Output the entries underneath exactly as they are.

Input records
-- Opening Marker --
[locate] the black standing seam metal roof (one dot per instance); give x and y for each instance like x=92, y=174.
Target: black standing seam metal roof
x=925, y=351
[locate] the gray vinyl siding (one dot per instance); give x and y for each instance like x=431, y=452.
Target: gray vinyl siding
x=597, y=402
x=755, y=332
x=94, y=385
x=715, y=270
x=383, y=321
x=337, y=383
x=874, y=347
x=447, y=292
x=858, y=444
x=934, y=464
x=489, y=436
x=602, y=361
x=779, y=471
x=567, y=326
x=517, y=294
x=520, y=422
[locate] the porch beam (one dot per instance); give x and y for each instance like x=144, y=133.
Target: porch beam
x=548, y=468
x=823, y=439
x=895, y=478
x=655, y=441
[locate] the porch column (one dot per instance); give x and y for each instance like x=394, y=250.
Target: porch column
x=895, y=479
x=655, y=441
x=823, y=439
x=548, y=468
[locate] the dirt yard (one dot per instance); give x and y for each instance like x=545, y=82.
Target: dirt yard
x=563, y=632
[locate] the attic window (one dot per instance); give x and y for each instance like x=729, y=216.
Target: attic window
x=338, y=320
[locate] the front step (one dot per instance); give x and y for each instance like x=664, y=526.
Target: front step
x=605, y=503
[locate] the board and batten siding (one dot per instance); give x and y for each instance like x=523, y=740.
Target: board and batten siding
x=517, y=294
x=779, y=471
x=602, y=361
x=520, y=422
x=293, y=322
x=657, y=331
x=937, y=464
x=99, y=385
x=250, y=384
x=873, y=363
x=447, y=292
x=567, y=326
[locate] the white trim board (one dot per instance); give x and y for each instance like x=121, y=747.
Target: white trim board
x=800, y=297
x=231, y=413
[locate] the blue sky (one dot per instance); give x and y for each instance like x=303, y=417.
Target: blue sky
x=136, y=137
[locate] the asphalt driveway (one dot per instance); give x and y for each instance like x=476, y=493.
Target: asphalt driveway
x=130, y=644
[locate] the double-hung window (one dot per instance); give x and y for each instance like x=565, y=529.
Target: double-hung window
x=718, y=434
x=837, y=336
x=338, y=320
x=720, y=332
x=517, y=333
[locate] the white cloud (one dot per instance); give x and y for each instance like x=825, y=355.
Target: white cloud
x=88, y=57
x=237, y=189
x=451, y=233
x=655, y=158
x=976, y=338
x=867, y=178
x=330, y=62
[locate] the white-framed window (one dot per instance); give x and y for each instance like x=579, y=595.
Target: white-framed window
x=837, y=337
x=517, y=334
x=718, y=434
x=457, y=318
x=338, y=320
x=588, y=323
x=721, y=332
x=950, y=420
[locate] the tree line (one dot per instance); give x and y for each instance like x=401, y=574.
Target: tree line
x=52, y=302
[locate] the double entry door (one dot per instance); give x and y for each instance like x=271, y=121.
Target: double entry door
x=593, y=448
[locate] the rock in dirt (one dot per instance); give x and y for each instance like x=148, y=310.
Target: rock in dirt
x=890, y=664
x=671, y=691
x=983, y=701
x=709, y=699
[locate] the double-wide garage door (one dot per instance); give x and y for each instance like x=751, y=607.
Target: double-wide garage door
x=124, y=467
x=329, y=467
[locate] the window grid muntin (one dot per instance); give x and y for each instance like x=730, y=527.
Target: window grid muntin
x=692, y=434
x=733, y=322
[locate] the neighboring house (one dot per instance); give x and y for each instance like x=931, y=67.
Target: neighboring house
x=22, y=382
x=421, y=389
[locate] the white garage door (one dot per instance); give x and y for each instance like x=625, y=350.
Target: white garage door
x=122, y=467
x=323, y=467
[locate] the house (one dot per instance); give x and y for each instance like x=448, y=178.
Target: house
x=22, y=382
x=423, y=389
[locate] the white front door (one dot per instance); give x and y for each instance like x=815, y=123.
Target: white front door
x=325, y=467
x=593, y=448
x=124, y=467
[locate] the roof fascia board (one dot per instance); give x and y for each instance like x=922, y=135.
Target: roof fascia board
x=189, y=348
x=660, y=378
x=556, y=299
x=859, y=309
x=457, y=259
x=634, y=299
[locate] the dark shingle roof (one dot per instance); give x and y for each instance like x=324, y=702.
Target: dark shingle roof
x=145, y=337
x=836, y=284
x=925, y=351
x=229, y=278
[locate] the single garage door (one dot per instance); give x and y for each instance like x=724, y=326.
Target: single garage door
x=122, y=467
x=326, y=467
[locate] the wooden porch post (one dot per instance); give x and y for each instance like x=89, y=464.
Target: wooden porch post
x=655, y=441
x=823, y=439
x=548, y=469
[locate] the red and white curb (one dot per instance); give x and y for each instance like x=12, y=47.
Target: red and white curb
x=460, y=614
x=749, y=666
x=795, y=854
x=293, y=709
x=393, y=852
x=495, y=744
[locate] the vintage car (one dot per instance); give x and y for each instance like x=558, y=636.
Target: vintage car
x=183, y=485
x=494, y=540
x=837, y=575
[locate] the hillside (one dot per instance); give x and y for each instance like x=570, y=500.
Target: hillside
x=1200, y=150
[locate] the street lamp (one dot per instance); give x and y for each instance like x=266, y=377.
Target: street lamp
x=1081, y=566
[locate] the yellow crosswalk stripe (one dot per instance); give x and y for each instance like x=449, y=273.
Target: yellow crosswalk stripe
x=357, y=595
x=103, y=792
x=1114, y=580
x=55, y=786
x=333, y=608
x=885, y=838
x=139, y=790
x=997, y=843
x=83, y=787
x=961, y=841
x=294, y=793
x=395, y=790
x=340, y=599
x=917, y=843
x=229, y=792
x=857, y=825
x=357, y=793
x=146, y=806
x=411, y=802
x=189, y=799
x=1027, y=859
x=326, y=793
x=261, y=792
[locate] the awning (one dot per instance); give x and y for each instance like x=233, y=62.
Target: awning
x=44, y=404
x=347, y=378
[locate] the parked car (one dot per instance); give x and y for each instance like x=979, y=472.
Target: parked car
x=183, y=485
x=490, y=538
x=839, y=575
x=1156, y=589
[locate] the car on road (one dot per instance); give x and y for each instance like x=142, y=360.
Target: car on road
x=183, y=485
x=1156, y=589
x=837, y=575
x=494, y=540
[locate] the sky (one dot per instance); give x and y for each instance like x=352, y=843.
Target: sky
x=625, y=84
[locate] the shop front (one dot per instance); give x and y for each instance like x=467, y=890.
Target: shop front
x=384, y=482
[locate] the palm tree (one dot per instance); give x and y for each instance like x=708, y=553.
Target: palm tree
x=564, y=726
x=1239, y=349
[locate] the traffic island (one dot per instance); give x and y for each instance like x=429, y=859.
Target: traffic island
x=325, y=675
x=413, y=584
-- Closing Marker --
Written answer
[locate] the black standing seam metal roof (one dot per instance); give x and y for each instance like x=92, y=174.
Target: black standing seam metal roof
x=925, y=351
[locate] the gray vinyl siding (one dot per instance); give x and y for each instance like x=431, y=452.
Target: gray vinyl siding
x=597, y=402
x=755, y=332
x=94, y=385
x=715, y=270
x=383, y=321
x=337, y=383
x=874, y=347
x=447, y=292
x=858, y=444
x=934, y=464
x=489, y=436
x=602, y=361
x=779, y=471
x=567, y=326
x=517, y=294
x=520, y=422
[locate] the porch beam (one dot per instance); give x and y for each instance like x=144, y=133.
Target: porch beam
x=548, y=468
x=823, y=439
x=895, y=478
x=655, y=441
[locate] the porch column (one dot per instance); give x and y for each instance like x=394, y=250.
Target: porch column
x=895, y=479
x=655, y=441
x=823, y=439
x=548, y=468
[locate] the dirt yard (one dot per instance); give x and y for each instance like x=545, y=82.
Target: dirt yard
x=563, y=632
[locate] the attic window (one dot per instance); give x and y for each instance like x=729, y=216.
Target: attic window
x=338, y=320
[locate] the front step (one dot per instance); give x and y for each instance like x=664, y=526.
Target: front step
x=605, y=503
[locate] the board and batten siding (one dot per instance); give x and y for each instance like x=523, y=740.
Target: board and batten siding
x=517, y=294
x=779, y=471
x=602, y=361
x=520, y=422
x=293, y=322
x=657, y=331
x=937, y=464
x=99, y=385
x=250, y=384
x=873, y=363
x=447, y=292
x=567, y=326
[locate] the white trim board (one dot per instance); give x and y for each instance like x=121, y=747.
Target: white trim board
x=800, y=297
x=231, y=413
[locate] the blue sky (one dot per instance); give x and y for each instance like x=303, y=417.
Target: blue sky
x=136, y=137
[locate] the asphalt driveway (one dot per instance); give x and y for each instance like x=476, y=493.
Target: asphalt driveway
x=130, y=644
[locate] the double-hung window (one dot per instance); give x and y for each instance like x=565, y=529.
Target: double-hung window
x=718, y=434
x=837, y=336
x=338, y=320
x=720, y=332
x=517, y=333
[locate] the white cloud (one dot per instance); give x and y for each instance like x=825, y=355.
Target: white cloud
x=88, y=57
x=237, y=189
x=451, y=233
x=655, y=158
x=976, y=338
x=867, y=178
x=330, y=62
[locate] the white-framed window (one dot per instance); give x and y for each instance like x=579, y=595.
Target: white-framed window
x=837, y=337
x=517, y=334
x=718, y=434
x=457, y=318
x=338, y=320
x=588, y=323
x=721, y=332
x=950, y=420
[locate] the tree line (one dot per instance); give x and y for each instance like x=401, y=574.
Target: tree line
x=52, y=302
[locate] the double entry door (one dot per instance); give x and y for each instance like x=271, y=121.
Target: double entry door
x=593, y=448
[locate] the rock in dirt (one dot per instance); give x and y for each instance like x=148, y=310.
Target: rock in dirt
x=890, y=664
x=671, y=691
x=983, y=701
x=709, y=699
[locate] the double-wide garage door (one dot per instance); give x and y for each instance like x=751, y=607.
Target: double-wide garage door
x=124, y=467
x=329, y=467
[locate] the window grid muntin (one dot per instance); give x and y for each instance like x=730, y=527.
Target: window grid muntin
x=692, y=434
x=733, y=322
[locate] the neighboring house (one dot per instance); give x and y for each instance like x=931, y=67.
Target: neighboring house
x=22, y=382
x=421, y=389
[locate] the white garage door (one dot per instance); give x and y for each instance like x=625, y=350.
Target: white garage door
x=122, y=467
x=323, y=467
[locate] the house (one dot per instance); give x and y for each instance like x=448, y=178.
Target: house
x=22, y=382
x=423, y=389
[locate] the white front door (one dot per instance); give x and y for each instance like x=815, y=123.
Target: white front door
x=325, y=467
x=593, y=448
x=124, y=467
[locate] the roof fascia board (one dot per instance); give x and y for each instance like x=922, y=135.
Target: roof fascia board
x=189, y=348
x=660, y=378
x=556, y=299
x=859, y=309
x=457, y=259
x=634, y=299
[locate] the dark shingle roof (one dot per instance); give x and y for each instance like x=324, y=702.
Target: dark shingle roof
x=145, y=337
x=836, y=284
x=925, y=351
x=229, y=278
[locate] the single garage door (one dot per instance); give x and y for each instance like x=724, y=326.
Target: single garage door
x=122, y=467
x=326, y=467
[locate] the wooden porch post (one dot per instance); give x and y for each instance like x=89, y=464.
Target: wooden porch post
x=655, y=441
x=823, y=439
x=548, y=469
[locate] the red and white curb (one dot per instance); give x and y for each instance like x=12, y=47.
Target: red and white curb
x=460, y=614
x=749, y=666
x=795, y=854
x=293, y=709
x=393, y=852
x=495, y=744
[locate] the vintage car (one dot per instance); give x and y for each instance like x=558, y=636.
Target: vintage car
x=183, y=485
x=494, y=540
x=837, y=575
[locate] the hillside (one dot per instance); give x and y for each instance like x=570, y=500.
Target: hillside
x=1200, y=150
[locate] the street lamp (one dot per instance); give x and y for each instance like x=266, y=377.
Target: street lamp
x=1081, y=566
[locate] the yellow crosswalk stripe (one dot per instance); give x and y for each instance like x=449, y=273.
Target: yellow crosswalk stripe
x=357, y=595
x=103, y=792
x=1114, y=580
x=55, y=786
x=333, y=608
x=885, y=838
x=139, y=790
x=997, y=843
x=83, y=787
x=961, y=841
x=294, y=793
x=395, y=790
x=340, y=599
x=917, y=843
x=229, y=792
x=857, y=825
x=357, y=793
x=146, y=806
x=411, y=802
x=189, y=799
x=1027, y=859
x=326, y=793
x=261, y=792
[locate] the awning (one dot per instance); give x and y for each instance like x=233, y=62.
Target: awning
x=44, y=404
x=347, y=378
[locate] the parked car (one dot per instance); give x and y for each instance like x=979, y=472.
Target: parked car
x=183, y=485
x=490, y=538
x=839, y=575
x=1156, y=589
[locate] the car on road (one dot per instance); give x and y for each instance like x=142, y=360.
Target: car on road
x=183, y=485
x=1156, y=589
x=837, y=575
x=494, y=540
[locate] the sky (one dot per instance); give x and y for each instance like x=352, y=843.
Target: sky
x=625, y=84
[locate] the shop front (one dot per instance); give x and y for each instance like x=467, y=890.
Target: shop front
x=384, y=482
[locate] the palm tree (one dot per instance); give x and y for each instance like x=708, y=553.
Target: palm tree
x=564, y=726
x=1239, y=349
[locate] the traffic island (one dot per instance); give x and y for each instance like x=429, y=859.
Target: traffic island
x=325, y=675
x=413, y=584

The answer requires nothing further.